## 課題
[a] 抜粋を読んで、次の問いに答えてください。
(i) パリ協定では、地球の平均気温の上昇を何℃に抑える努力を追求するとされていますか。
(ii) scope1.2のGHG排出量は、2030年度までに2021年度比で何%削減する目標ですか。
(iii) 気候変動への対応の分析と戦略策定は、何に基づいて行われていますか。
[b] 抜粋の中の「気候変動への対応については、TCFD提言に基づき、詳細に分析し戦略を策定しています。」という文を英語に訳してください。
[c] 次の各文が抜粋の内容と一致するかどうかを答えてください。答えは「はい」か「いいえ」とし、判断の根拠となる抜粋の語句をそのまま引用してください。
(i) パリ協定は、今世紀前半に人為的な温室効果ガスの排出と吸収のバランスを達成することを目指している。
(ii) COP27では、「緩和作業計画」に1.5℃目標達成の重要性が盛り込まれた。
(iii) JLF及びMLPは、気候変動に伴う自然災害等への適応に取り組んでいくとしている。

## 原文抜粋
========================================================================

日本ロジスティクスファンド投資法人(JLF) 日本ロジスティクスファンド投資法人(JLF) 物流の、未来にかける

環境

気候変動

気候変動に対するJLFの認識

近年では猛暑や大雨などの極端気象が多く発生するようになったため、気候変動はますます環境・社会、人々の生活や企業活動に大きな影響を及ぼすこととなっています。
2015年パリ協定に代表される温室効果ガス削減の枠組みが加速し、気候変動への取り組みは国・政府だけではなく、民間セクターが果たす社会的な責任として期待されています。
パリ協定においては、地球の平均気温の上昇を2℃より十分下方に抑えるとともに、1.5℃に抑える努力を追求することなどを目的としており、この目的を達成するため、今世紀後半に人為的な温室効果ガスの排出と吸収のバランスを達成することを目指しています。また、COP27においては「緩和作業計画」に1.5℃目標達成の重要性が盛り込まれ、各国が目標達成に向けた取り組みを強化することとなりました。こうしたことは、今後数十年にわたる社会経済活動の方向性を根本的に変える可能性を有しています。
JLF及びMLPは、温室効果ガスの排出削減等の取組みを通じた低炭素社会の移行に貢献するとともに、気候変動に伴う自然災害等への適応に取り組んでいきます。
JLF及びMLPは、JLFが取り組むべきESGに関わる重要課題(マテリアリティ)を特定しており、その中で「気候変動への対応」を認識しています。
気候変動への対応については、TCFD提言に基づき、詳細に分析し戦略を策定しています。

<主な目標(KPI)>

scope1.2のGHG排出量削減目標:
・2030年度までに42%削減(2021年度比)

========================================================================

## 利用できるデータ
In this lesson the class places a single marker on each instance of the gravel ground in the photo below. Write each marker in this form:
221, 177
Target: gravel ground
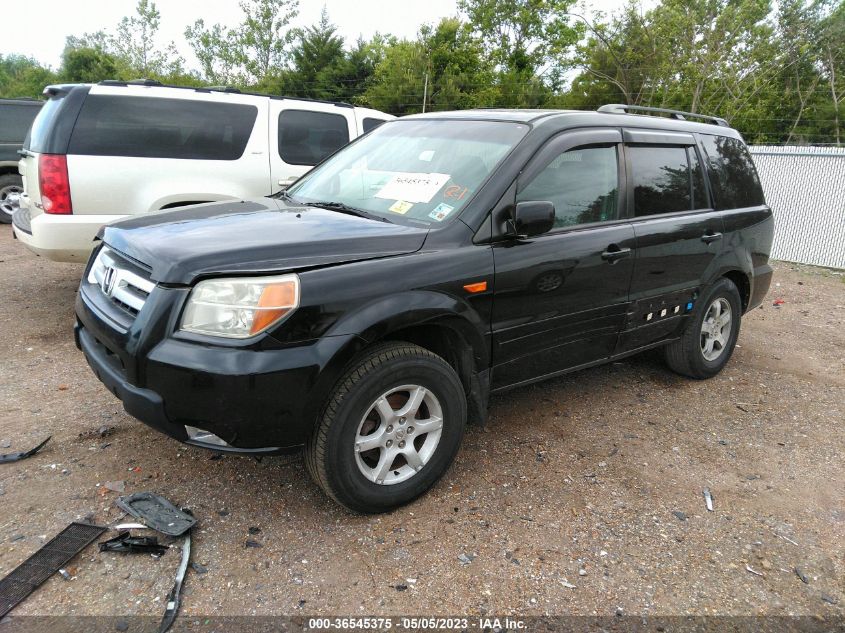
583, 495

========================================================================

## 解答
[a]
(i) 1.5℃
(ii) 42%
(iii) TCFD提言

[b] With regard to addressing climate change, a detailed analysis is carried out and a strategy is formulated based on the TCFD recommendations.

[c]
(i) いいえ。「今世紀後半に人為的な温室効果ガスの排出と吸収のバランスを達成することを目指しています」
(ii) はい。「1.5℃目標達成の重要性が盛り込まれ」
(iii) はい。「気候変動に伴う自然災害等への適応に取り組んでいきます」